Problem description –
Please print only the top portion of the entries below, ending with the line that contains "Return one point per instance of the sandy", exactly as written.

Start of Source information

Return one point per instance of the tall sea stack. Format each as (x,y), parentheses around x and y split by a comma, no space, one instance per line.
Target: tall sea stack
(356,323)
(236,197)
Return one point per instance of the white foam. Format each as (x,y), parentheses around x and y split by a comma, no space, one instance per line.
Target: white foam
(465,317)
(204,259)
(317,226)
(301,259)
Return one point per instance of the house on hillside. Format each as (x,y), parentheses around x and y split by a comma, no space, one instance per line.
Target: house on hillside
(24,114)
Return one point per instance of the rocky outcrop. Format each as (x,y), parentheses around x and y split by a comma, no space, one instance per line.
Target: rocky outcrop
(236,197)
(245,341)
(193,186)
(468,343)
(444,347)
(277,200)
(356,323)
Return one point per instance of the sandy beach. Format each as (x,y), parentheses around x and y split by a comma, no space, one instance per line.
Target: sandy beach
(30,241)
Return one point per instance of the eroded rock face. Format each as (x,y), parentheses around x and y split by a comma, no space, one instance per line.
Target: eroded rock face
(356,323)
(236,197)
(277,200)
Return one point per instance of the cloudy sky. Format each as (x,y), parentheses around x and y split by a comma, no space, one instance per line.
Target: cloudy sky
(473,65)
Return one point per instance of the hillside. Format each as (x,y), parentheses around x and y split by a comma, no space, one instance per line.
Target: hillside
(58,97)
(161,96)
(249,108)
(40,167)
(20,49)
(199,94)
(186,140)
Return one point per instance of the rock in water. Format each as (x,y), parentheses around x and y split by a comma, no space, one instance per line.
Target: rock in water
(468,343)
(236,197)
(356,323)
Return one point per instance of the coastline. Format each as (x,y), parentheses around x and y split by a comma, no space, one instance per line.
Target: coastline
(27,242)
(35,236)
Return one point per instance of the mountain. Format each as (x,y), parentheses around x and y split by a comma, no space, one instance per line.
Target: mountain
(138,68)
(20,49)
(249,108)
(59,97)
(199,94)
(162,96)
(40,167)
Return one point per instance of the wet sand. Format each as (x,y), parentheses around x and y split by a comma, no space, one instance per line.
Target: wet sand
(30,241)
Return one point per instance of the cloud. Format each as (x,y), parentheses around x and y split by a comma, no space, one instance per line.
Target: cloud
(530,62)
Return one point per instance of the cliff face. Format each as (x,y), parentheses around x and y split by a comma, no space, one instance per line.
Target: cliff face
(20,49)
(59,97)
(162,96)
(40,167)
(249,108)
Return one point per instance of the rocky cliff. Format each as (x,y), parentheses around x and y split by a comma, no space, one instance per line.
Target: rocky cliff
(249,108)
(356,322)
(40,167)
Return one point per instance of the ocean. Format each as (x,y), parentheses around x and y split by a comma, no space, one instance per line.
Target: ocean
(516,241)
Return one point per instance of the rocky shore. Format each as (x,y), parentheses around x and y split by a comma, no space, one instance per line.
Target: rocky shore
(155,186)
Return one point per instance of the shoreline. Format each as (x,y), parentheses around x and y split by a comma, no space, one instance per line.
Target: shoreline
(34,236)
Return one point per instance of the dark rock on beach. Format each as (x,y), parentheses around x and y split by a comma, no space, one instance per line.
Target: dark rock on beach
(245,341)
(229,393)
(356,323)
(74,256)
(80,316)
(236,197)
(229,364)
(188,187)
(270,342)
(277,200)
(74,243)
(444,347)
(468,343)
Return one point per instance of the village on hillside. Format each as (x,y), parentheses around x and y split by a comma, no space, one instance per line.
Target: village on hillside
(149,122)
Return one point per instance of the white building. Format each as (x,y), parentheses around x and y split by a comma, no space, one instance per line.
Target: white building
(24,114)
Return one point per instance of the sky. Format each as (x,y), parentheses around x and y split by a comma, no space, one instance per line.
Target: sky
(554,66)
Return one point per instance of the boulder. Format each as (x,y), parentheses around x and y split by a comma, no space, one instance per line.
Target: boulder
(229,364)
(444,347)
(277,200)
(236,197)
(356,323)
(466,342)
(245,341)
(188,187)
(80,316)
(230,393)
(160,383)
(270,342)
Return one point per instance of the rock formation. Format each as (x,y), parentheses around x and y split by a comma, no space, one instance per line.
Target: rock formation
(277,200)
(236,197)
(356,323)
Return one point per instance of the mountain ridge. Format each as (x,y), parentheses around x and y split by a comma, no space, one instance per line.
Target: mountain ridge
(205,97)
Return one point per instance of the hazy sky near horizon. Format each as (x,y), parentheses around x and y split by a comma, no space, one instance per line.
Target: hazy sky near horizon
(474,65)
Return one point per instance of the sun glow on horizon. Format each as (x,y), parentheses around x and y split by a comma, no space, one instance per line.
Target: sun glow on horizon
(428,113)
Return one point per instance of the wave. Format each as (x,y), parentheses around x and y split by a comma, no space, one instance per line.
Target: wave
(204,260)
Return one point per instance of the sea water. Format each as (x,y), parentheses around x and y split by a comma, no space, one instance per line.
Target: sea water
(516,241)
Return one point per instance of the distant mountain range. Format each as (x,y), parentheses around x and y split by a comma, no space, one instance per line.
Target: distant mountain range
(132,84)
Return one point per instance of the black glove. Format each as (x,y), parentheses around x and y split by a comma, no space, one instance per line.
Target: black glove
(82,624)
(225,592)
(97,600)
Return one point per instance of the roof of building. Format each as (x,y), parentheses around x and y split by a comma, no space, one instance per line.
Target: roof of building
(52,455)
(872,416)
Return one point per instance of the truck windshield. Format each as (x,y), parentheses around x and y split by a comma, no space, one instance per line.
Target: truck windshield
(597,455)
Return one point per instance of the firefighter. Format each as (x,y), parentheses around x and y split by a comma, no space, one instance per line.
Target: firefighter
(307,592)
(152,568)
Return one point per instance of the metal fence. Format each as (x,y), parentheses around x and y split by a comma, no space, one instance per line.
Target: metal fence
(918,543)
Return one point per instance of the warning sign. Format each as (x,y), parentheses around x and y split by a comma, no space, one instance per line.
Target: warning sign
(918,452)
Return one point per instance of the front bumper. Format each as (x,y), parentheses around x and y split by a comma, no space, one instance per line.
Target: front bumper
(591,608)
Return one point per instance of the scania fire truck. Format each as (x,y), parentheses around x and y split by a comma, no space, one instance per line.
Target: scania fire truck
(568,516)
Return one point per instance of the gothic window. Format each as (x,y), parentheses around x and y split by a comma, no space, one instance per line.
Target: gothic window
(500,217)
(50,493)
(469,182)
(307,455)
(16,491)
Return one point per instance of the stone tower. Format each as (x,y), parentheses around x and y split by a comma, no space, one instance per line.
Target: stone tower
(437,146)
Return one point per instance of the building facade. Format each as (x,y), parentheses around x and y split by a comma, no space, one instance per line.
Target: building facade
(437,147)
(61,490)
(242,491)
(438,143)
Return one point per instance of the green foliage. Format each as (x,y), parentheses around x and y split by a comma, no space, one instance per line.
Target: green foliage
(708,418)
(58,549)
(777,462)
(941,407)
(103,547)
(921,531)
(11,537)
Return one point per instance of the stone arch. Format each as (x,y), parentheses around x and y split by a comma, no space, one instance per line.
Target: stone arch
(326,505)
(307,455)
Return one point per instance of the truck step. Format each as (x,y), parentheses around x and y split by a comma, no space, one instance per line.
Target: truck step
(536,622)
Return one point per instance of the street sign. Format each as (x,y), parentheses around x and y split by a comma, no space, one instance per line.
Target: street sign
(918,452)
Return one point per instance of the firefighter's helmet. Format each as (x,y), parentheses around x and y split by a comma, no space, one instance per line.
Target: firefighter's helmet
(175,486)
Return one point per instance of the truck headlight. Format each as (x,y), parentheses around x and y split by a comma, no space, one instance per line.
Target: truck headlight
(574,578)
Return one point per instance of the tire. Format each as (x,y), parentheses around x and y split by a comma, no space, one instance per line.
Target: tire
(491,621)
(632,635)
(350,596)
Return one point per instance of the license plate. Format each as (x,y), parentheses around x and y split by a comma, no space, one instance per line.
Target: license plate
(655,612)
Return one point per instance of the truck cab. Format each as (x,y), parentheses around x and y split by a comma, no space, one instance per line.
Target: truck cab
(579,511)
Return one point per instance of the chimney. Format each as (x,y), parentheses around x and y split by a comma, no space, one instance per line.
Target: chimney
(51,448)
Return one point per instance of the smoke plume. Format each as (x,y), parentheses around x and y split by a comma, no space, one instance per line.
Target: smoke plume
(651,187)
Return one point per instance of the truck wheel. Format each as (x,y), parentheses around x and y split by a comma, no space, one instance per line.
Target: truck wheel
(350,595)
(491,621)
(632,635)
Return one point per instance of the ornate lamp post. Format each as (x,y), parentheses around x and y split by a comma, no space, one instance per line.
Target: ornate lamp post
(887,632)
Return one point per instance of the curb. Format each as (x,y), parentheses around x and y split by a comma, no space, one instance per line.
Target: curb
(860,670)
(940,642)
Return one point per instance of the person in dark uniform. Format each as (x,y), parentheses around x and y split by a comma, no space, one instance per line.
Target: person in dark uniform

End of Source information

Task solution –
Return one point per instance of the tall sea stack. Format each as (x,y), parentheses around x and y split by a comma, no space, one instance per line.
Target: tall sea stack
(356,323)
(236,197)
Return one point per instance of the white foam. Format each as (x,y), parentheses around x and y split by a comma, no space, one instance per line.
Target: white foam
(465,317)
(204,259)
(317,226)
(301,259)
Return one point per instance of the house on hillside. Format each as (x,y), parentheses around x and y split by a comma, no space, one instance per line.
Target: house on hillside
(24,114)
Return one point per instance of the rocky outcrop. Format each as (x,y), parentheses around x and y split by a comma, no space, one instance per line.
Target: rocky outcrop
(236,197)
(245,341)
(193,186)
(468,343)
(444,347)
(277,200)
(356,323)
Return one point per instance of the sandy beach. Format each as (x,y), parentheses around x and y split by a comma, no space, one instance per line.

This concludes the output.